Extracted text start

Somewhat Ordinary May 9, 2011 at 10:09 am

Well, I’m late to your blog, but I’ve been hugging you this whole time. Figured I better get my ass on here and comment, too. Just so ya know your loved!

Reply

Gail May 13, 2011 at 7:06 am

Here from the Roundup! Thinking of you!

Reply

Journeywoman May 13, 2011 at 8:21 am

Hugs. Came here from the roundup. As we wait (and wait and wait) I understand how crazy it can be. Just an aside–my sibs are 13 and 10 years older than me respectively. I don’t feel like I missed out at all. That being said, I bet they sometimes wish I didn’t tag around with them as often as I did. Takes all kinds.

Reply

Calliope May 13, 2011 at 11:52 am

not to be obnoxious because you have a lot of stuff on your plate and all…

BUT PLEASE WRITE MORE

Seriously. Your eloquence and honesty in this post is breathtaking.
And I am right here with you…

Reply

Calliope May 13, 2011 at 11:53 am

and why the fark do you not have threaded comments enabled on your site???

Extracted text end
Dataset start

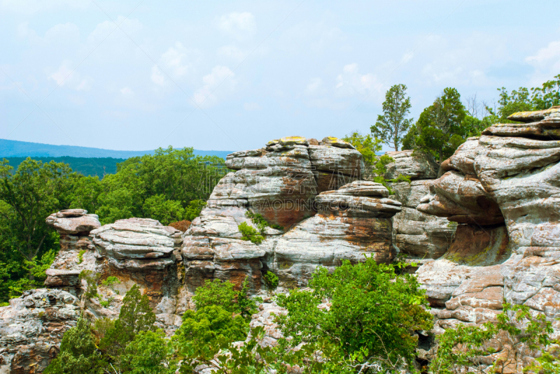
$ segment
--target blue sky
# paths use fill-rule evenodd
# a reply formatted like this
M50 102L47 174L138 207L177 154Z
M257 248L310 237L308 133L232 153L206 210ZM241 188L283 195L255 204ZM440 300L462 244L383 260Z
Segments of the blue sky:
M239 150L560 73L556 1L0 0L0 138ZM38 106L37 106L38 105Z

Dataset end
Dataset start

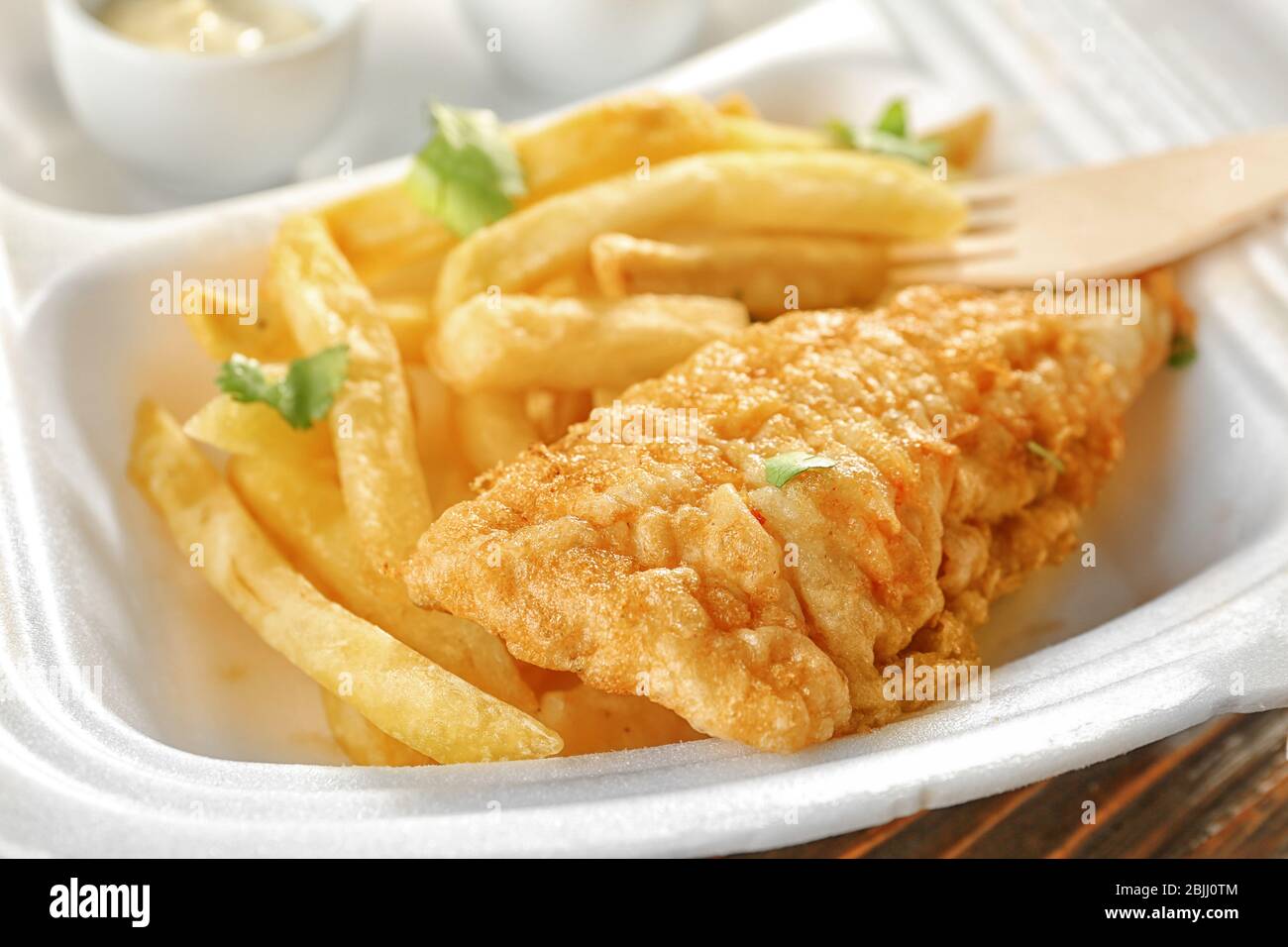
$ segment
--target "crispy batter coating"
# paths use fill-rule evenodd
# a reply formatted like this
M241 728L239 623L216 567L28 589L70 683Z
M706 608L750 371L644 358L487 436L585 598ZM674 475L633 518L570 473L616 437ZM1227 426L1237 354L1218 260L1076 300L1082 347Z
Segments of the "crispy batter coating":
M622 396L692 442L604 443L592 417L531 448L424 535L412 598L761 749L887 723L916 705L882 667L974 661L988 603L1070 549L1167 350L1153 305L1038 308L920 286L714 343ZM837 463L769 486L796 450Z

Dataset end
Dataset start

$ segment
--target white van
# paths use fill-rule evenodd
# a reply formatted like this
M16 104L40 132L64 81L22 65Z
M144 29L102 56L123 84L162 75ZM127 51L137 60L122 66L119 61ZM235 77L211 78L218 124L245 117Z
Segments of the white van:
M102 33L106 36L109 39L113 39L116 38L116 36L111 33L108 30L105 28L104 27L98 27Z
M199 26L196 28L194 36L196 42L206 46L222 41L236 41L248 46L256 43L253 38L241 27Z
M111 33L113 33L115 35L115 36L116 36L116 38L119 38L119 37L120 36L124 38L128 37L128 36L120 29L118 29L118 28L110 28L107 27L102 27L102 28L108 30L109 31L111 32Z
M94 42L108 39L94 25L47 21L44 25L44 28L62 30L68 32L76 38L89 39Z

Dataset end

▶ _To do_
Summarize the blog comments in two sentences. The items are separate material and have no connection to the blog comments.

▶ _The result_
Several commenters, some arriving from the Roundup, offer hugs and support to the blog's author, and one mentions having siblings 13 and 10 years older without feeling left out. Calliope urges the author to write more, calls the post's eloquence and honesty breathtaking, and asks why threaded comments are not enabled on the site.